Location identification entries:
╭──

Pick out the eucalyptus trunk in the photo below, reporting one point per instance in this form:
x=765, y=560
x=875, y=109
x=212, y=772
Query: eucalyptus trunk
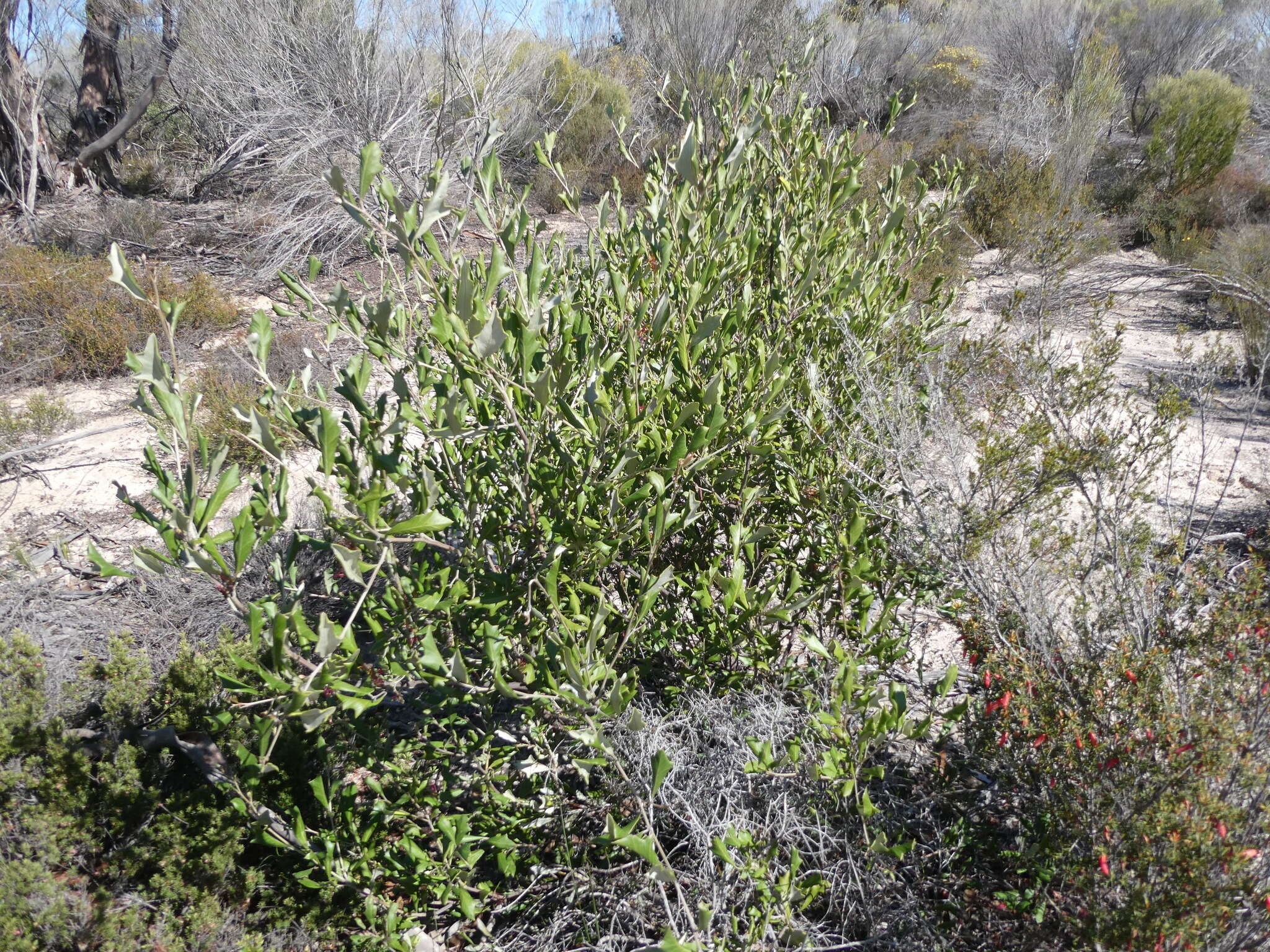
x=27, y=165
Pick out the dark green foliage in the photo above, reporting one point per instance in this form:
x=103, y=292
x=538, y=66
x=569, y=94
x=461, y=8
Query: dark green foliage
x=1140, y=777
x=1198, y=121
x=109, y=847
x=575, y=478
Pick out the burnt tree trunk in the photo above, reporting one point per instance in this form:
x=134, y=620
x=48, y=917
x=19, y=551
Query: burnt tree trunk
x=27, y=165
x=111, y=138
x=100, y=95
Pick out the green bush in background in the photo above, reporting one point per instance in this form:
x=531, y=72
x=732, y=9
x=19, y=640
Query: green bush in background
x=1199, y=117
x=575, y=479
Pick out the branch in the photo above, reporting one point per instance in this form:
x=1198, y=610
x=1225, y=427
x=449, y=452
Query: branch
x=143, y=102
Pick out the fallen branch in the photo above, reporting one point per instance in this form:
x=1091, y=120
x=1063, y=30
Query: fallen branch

╰──

§ Task prompt: Lay out every line of the listing above as a JSON list of strings, one string per line, skipping blank lines and leaving out the pictures.

§ Worked solution:
[
  "Pick out the eucalyptus trunk in the photo below, reporting one point per instance in this form:",
  "x=765, y=560",
  "x=875, y=109",
  "x=212, y=772",
  "Query: eucalyptus trunk",
  "x=27, y=165",
  "Pick out the dark green foliage in the photo above, reporting one point per instance in this form:",
  "x=103, y=292",
  "x=538, y=66",
  "x=569, y=94",
  "x=461, y=8",
  "Query: dark green foliage",
  "x=1140, y=777",
  "x=1198, y=121",
  "x=109, y=847",
  "x=575, y=478",
  "Pick out the burnt tree trunk in the photo above, reporting one point per instance in this form:",
  "x=134, y=620",
  "x=48, y=917",
  "x=19, y=551",
  "Query: burnt tree trunk",
  "x=27, y=165",
  "x=111, y=138",
  "x=100, y=95",
  "Pick out the green bush in background in the photo above, reporting one point per instance in this form:",
  "x=531, y=72",
  "x=732, y=9",
  "x=19, y=640",
  "Query: green bush in background",
  "x=1199, y=117",
  "x=575, y=479",
  "Pick out the branch in the photo above, reporting one point per instance in this form:",
  "x=1198, y=610",
  "x=1225, y=427",
  "x=449, y=452",
  "Query: branch",
  "x=143, y=102",
  "Pick out the fallen branch in the photo above, reporting one point per instance in this form:",
  "x=1091, y=120",
  "x=1063, y=30",
  "Query: fallen branch"
]